**TEXT PASSAGE:**
▼▼▼

Here is the English-language text of Liberal Leadership candidate Ken Dryden’s speech to the leadership convention:
I loved it here in Montreal. It was the pride. The whole world’s being taken over by the English language, American culture; as Quebecers, you had no chance. But you said no, not me, not here. I know who I am. And that is who I’m going to be. I was just a player, but I could feel it.
A friend of mine wrote, “Like an army on ice, we marched south every winter and returned in the spring the conquerors” – and we did. And for the hundreds of thousands on the parade route, this was winning the Cup – and it was something more.
Pride.
This campaign has been a grind – no money; sleeping in people’s guest rooms, their kids’ stuffed animals still by their beds. What an awful, what a PERFECT, experience. It has been an inspiration. The chance to be almost everywhere – to listen, learn, the thoughts, the dreams – to feel the country.
Canada Day in St. John’s – here we were, on the top of Signal Hall, almost the easternmost part of the country, several hundred people. Down below us, water, ahead of that, nothing but Europe; it’s sunrise, where Canada Day begins
then four hours later, at the cenotaph across the city, for Newfoundland Memorial Day. I had heard about it; I didn’t know what it was.
Unbelievable
le Festival du Boeuf in Inverness – about 60 kilometres south-west of Quebec City, a small area of about 800, originally Scottish, but every year for the last 26 years, “le Festival du Boeuf” – for a three day weekend, over 20,000 people, almost 1000 motor homes – a rodeo, parades, country and western music
Unbelievable
Folklorama in Winnipeg – more than 40 different communities – Filipino, Metis, Ukrainian, Chinese – for two weeks – their music, food, dance – a chance to show people who they are, what makes them proud
Unbelievable
the Safe Injection Site in Vancouver – about 10 o’clock at night, I hear a voice: “Hey, Ken Dryden – he shoots, he scores” Thanks – not “Kick save and a beauty?” He had lived near where we do; played in the same minor hockey organizations our son did – now things weren’t going well, but for a few hours each day, a clean safe place – a couple of daughters to live for: some day, maybe . . .
Unbelievable
About 2 weeks ago, I’m driving from Kelowna to Revelstoke, late afternoon, dark, misty, I see a sign : the Last Spike in “Craigalecky”…
Unbelievable
Pride.
It’s the BIGNESS of this place. Not the distances. A spirit. What we’ve done – economically, socially, our quality of life – at or near the top in any international measure. That’s us.
But it’s the what’s ahead – our resources, space, stability. Our possibilities – we’re exactly what the world is looking for.

▲▲▲

Position annotation records:
▼▼▼

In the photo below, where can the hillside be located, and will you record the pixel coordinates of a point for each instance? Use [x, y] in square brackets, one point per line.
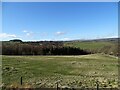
[107, 46]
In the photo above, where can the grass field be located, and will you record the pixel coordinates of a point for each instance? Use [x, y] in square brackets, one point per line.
[69, 71]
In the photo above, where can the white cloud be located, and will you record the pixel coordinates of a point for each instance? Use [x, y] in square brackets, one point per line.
[60, 33]
[25, 31]
[5, 35]
[28, 33]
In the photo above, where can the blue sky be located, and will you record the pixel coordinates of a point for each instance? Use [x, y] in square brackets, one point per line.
[59, 21]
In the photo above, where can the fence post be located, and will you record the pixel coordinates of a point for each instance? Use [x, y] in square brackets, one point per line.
[21, 81]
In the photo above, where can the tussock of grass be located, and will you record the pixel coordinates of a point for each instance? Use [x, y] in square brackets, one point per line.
[71, 71]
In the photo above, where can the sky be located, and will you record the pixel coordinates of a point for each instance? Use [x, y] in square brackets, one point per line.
[36, 21]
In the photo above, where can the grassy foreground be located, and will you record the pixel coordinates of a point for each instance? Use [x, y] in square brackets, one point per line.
[69, 71]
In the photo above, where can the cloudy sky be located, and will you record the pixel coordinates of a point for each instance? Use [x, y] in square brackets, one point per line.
[30, 21]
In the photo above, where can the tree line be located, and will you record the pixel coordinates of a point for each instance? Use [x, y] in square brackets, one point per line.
[39, 48]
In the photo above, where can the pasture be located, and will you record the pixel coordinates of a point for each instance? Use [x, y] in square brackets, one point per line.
[69, 71]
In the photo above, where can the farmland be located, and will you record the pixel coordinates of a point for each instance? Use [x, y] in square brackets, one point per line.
[70, 71]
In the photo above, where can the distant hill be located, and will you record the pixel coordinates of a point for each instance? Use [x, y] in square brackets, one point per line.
[105, 46]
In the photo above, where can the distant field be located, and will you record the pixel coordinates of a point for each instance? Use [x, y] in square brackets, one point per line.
[70, 71]
[106, 47]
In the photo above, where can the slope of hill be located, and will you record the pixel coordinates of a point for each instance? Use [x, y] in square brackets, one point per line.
[107, 46]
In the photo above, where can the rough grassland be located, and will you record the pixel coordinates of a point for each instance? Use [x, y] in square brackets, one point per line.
[70, 71]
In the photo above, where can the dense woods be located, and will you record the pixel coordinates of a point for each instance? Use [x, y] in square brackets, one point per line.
[17, 47]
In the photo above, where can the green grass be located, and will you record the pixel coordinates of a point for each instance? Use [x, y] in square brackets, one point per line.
[72, 71]
[95, 46]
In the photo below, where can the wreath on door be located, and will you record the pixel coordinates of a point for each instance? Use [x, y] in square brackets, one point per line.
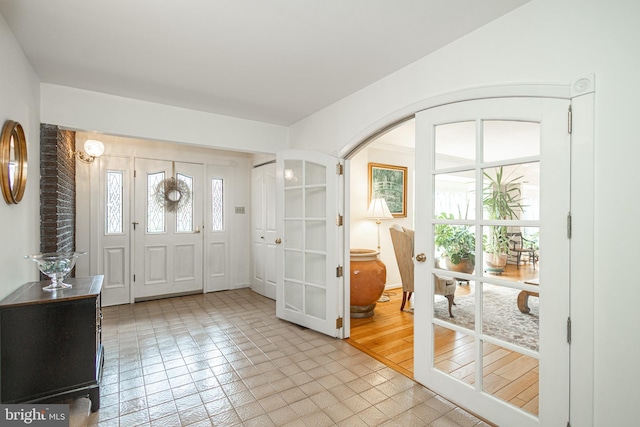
[172, 193]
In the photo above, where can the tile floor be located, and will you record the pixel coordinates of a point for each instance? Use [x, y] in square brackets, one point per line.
[224, 359]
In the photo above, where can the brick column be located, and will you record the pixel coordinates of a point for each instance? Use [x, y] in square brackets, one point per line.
[57, 190]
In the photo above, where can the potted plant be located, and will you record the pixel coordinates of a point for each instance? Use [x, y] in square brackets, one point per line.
[457, 244]
[502, 201]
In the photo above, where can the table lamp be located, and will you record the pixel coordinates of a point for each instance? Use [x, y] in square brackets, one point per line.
[378, 210]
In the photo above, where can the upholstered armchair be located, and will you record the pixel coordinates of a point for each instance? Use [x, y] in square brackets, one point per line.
[402, 239]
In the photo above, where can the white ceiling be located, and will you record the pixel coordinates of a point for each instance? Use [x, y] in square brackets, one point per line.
[275, 61]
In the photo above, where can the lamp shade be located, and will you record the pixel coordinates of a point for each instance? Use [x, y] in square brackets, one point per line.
[378, 209]
[93, 148]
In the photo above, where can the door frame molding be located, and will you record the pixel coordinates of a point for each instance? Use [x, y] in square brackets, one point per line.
[581, 92]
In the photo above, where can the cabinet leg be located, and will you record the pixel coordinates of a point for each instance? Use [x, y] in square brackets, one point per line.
[94, 396]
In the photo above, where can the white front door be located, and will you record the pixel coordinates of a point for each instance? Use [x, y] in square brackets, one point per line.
[308, 282]
[167, 241]
[492, 357]
[263, 229]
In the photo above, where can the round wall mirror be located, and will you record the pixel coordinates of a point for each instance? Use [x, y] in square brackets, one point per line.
[13, 161]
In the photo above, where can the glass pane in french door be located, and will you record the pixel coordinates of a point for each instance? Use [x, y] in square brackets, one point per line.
[486, 211]
[305, 198]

▲▲▲

**OBJECTIVE 1:**
Repeat the part of the convention speech that begins at the words "It’s the BIGNESS" and stops after the words "measure. That’s us.".
**OBJECTIVE 2:**
Answer these questions from the convention speech:
(a) About how many people come to le Festival du Boeuf over its three-day weekend?
(b) How many different communities take part in Folklorama in Winnipeg?
(c) On top of what place in St. John's did the Canada Day sunrise gathering take place?
The records stand apart from the convention speech and are separate material.

**WRITTEN RESPONSE 1:**
It’s the BIGNESS of this place. Not the distances. A spirit. What we’ve done – economically, socially, our quality of life – at or near the top in any international measure. That’s us.

**WRITTEN RESPONSE 2:**
(a) Over 20,000 people.
(b) More than 40.
(c) Signal Hall.